— begin Dataset —

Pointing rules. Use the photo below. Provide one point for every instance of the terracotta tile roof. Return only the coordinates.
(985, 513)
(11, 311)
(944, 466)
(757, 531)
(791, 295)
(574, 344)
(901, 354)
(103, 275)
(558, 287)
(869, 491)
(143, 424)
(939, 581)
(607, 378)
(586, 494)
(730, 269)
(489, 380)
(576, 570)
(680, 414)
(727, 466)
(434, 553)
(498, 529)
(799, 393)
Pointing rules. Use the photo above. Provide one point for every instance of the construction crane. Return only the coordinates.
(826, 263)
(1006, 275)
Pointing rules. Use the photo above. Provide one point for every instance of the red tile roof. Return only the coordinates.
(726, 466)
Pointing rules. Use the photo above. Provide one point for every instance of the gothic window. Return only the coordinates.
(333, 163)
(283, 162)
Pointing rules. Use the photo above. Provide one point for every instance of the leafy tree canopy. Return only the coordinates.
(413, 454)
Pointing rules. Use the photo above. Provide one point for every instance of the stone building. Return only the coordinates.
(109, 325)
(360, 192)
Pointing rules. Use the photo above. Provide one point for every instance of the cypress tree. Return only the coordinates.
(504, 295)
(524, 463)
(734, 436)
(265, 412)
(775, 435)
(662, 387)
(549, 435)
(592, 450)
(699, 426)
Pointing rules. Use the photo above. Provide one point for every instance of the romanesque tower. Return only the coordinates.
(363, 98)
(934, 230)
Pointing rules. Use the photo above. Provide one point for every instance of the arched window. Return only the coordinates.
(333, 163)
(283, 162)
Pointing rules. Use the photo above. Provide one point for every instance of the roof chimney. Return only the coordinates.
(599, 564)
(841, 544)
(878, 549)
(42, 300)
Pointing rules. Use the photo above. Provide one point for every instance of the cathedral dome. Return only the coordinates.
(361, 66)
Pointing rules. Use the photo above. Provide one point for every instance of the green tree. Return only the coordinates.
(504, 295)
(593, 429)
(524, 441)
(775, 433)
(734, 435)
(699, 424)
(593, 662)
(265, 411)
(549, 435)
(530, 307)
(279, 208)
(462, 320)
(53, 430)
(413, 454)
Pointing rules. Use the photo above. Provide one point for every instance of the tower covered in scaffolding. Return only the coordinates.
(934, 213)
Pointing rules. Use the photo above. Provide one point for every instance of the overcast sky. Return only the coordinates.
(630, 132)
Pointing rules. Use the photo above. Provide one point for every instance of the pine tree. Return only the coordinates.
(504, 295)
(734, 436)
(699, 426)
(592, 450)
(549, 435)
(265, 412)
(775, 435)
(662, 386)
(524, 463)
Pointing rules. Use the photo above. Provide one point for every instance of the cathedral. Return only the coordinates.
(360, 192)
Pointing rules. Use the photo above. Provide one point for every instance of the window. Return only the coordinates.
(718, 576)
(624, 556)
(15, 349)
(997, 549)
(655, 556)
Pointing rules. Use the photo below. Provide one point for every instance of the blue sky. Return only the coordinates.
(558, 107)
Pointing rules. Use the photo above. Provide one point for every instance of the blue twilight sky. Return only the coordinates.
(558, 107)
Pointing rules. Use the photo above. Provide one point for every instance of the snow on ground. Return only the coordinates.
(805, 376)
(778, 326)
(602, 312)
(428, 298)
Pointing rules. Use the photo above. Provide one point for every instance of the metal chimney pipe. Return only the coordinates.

— end Dataset —

Written problem:
Arrange the lines of the data above as a JSON list of strings, one string per line, with blank lines omitted.

Solved problem:
[
  "Pointing rules. Use the photo below. Provide one point for every instance of the terracotta tile roof. Return only the coordinates.",
  "(985, 513)",
  "(11, 311)",
  "(944, 466)",
  "(757, 531)",
  "(791, 295)",
  "(574, 344)",
  "(901, 354)",
  "(103, 275)",
  "(558, 287)",
  "(869, 491)",
  "(143, 424)",
  "(939, 581)",
  "(607, 378)",
  "(586, 494)",
  "(730, 269)",
  "(489, 380)",
  "(576, 570)",
  "(680, 414)",
  "(727, 466)",
  "(434, 553)",
  "(498, 529)",
  "(799, 393)",
  "Pointing rules. Use the photo above. Provide one point for every instance of the construction crane. Return only the coordinates.",
  "(826, 263)",
  "(1006, 275)",
  "Pointing rules. Use the photo above. Provide one point for every instance of the red tile roof. Return only the coordinates.",
  "(726, 466)",
  "Pointing rules. Use the photo above. Provide one point for every instance of the gothic window. Return only the coordinates.",
  "(333, 163)",
  "(283, 162)",
  "Pointing rules. Use the photo above. Provide one point for every instance of the leafy tree canopy. Return only the coordinates.",
  "(413, 454)",
  "Pointing rules. Use the photo above. Provide one point for every instance of the stone building. Return only the coordinates.",
  "(109, 325)",
  "(360, 192)",
  "Pointing rules. Use the photo above. Provide one point for every instance of the cypress tree. Return only the coordinates.",
  "(504, 295)",
  "(524, 463)",
  "(734, 436)",
  "(265, 412)",
  "(775, 435)",
  "(662, 387)",
  "(549, 435)",
  "(592, 450)",
  "(699, 426)",
  "Pointing rules. Use the photo above. Provide one point for every instance of the romanesque tower. Return only the coordinates.",
  "(363, 98)",
  "(934, 230)",
  "Pointing rules. Use the photo above. Provide one point for every instance of the arched window. Return only the coordinates.",
  "(333, 163)",
  "(283, 162)",
  "Pointing rules. Use the photo above. Provide one point for every instance of the roof chimney. Return only the coordinates.",
  "(599, 564)",
  "(841, 544)",
  "(878, 549)",
  "(42, 300)",
  "Pointing rules. Use the photo above. Provide one point for every instance of the cathedral dome. Return only the coordinates.",
  "(361, 66)",
  "Pointing rules. Use the photo above. Provide one point for every instance of the green tree. Return only the coordinates.",
  "(504, 295)",
  "(593, 429)",
  "(524, 441)",
  "(775, 433)",
  "(734, 435)",
  "(699, 424)",
  "(593, 662)",
  "(265, 411)",
  "(549, 435)",
  "(530, 307)",
  "(279, 208)",
  "(462, 320)",
  "(53, 430)",
  "(413, 454)",
  "Pointing rules. Use the photo above. Provide one point for every instance of the tower covered in scaffolding. Return only the coordinates.",
  "(934, 213)",
  "Pointing rules. Use the photo above. Provide one point for every instance of the overcast sky. Return only the coordinates.",
  "(630, 132)",
  "Pointing rules. Use the photo above. Provide one point for every instance of the pine tree. Return only the coordinates.",
  "(504, 295)",
  "(734, 436)",
  "(699, 426)",
  "(592, 450)",
  "(549, 435)",
  "(265, 412)",
  "(775, 435)",
  "(662, 386)",
  "(524, 463)",
  "Pointing rules. Use the photo above. Provide one point for every instance of the cathedral. Return only the coordinates.",
  "(360, 192)",
  "Pointing rules. Use the photo above. Provide one point for every instance of the window. Return only the coordinates.",
  "(718, 576)",
  "(624, 556)",
  "(15, 349)",
  "(997, 549)",
  "(655, 556)",
  "Pointing rules. Use the photo below. Provide one point for every instance of the blue sky. Return only the coordinates.",
  "(558, 107)",
  "Pointing rules. Use the photo above. Provide one point for every instance of the blue twilight sky. Return only the coordinates.",
  "(558, 107)",
  "Pointing rules. Use the photo above. Provide one point for every instance of the snow on ground. Return only the coordinates.",
  "(805, 376)",
  "(778, 326)",
  "(602, 312)",
  "(428, 298)",
  "Pointing rules. Use the photo above. Provide one point for every instance of the metal chimney pipe. Return only the coordinates."
]